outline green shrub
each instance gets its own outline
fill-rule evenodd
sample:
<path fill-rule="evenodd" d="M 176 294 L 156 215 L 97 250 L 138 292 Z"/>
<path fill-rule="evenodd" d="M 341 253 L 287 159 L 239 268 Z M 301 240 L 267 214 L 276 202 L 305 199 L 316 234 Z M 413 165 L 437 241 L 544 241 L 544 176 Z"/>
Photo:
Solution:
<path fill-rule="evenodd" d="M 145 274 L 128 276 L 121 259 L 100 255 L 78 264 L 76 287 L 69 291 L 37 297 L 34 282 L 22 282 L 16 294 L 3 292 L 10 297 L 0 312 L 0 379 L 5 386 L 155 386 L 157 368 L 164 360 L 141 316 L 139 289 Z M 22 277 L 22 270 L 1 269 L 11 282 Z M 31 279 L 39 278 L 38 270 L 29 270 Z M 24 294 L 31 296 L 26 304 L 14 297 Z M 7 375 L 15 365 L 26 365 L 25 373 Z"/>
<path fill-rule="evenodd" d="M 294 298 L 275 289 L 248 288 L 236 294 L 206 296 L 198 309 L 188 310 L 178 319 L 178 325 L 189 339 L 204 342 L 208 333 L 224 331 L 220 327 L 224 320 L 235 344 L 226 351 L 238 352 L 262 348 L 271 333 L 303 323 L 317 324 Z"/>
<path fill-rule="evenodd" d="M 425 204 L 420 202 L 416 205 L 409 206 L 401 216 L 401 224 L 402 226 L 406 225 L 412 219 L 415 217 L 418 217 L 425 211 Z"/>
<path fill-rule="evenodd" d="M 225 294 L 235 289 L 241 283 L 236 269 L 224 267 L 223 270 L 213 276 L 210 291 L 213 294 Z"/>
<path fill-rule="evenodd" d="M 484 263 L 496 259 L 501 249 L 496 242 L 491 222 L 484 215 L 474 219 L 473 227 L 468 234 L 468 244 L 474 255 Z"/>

........

● **WORK REQUIRED**: Repeat the material above verbatim, every line included.

● **WRITTEN ANSWER**:
outline green shrub
each instance gets its own outline
fill-rule evenodd
sample:
<path fill-rule="evenodd" d="M 176 294 L 156 215 L 97 250 L 138 292 Z"/>
<path fill-rule="evenodd" d="M 341 253 L 287 159 L 239 268 Z M 301 240 L 267 214 L 276 202 L 305 199 L 316 234 Z M 413 165 L 437 241 L 544 241 L 544 176 Z"/>
Photo:
Solution:
<path fill-rule="evenodd" d="M 145 274 L 128 276 L 121 259 L 100 255 L 78 264 L 76 287 L 69 291 L 37 297 L 34 282 L 22 282 L 16 294 L 3 292 L 10 297 L 0 312 L 0 379 L 5 386 L 155 386 L 157 368 L 164 360 L 141 316 L 139 289 Z M 22 277 L 22 270 L 1 269 L 11 282 Z M 31 279 L 39 278 L 38 270 L 29 270 Z M 24 294 L 31 296 L 26 304 L 14 297 Z M 7 375 L 15 365 L 26 365 L 25 373 Z"/>
<path fill-rule="evenodd" d="M 294 298 L 275 289 L 248 288 L 236 294 L 206 296 L 198 309 L 188 310 L 178 319 L 178 325 L 189 339 L 204 342 L 208 333 L 224 331 L 220 327 L 224 320 L 235 344 L 226 351 L 238 352 L 262 348 L 271 333 L 303 323 L 317 324 Z"/>
<path fill-rule="evenodd" d="M 425 204 L 420 202 L 416 205 L 409 206 L 401 216 L 401 224 L 402 226 L 406 225 L 412 219 L 415 217 L 418 217 L 425 211 Z"/>
<path fill-rule="evenodd" d="M 225 294 L 235 289 L 241 283 L 236 269 L 224 267 L 223 270 L 213 276 L 210 291 L 213 294 Z"/>
<path fill-rule="evenodd" d="M 484 263 L 496 259 L 501 249 L 496 242 L 491 222 L 484 215 L 474 219 L 473 227 L 468 234 L 468 244 L 474 255 Z"/>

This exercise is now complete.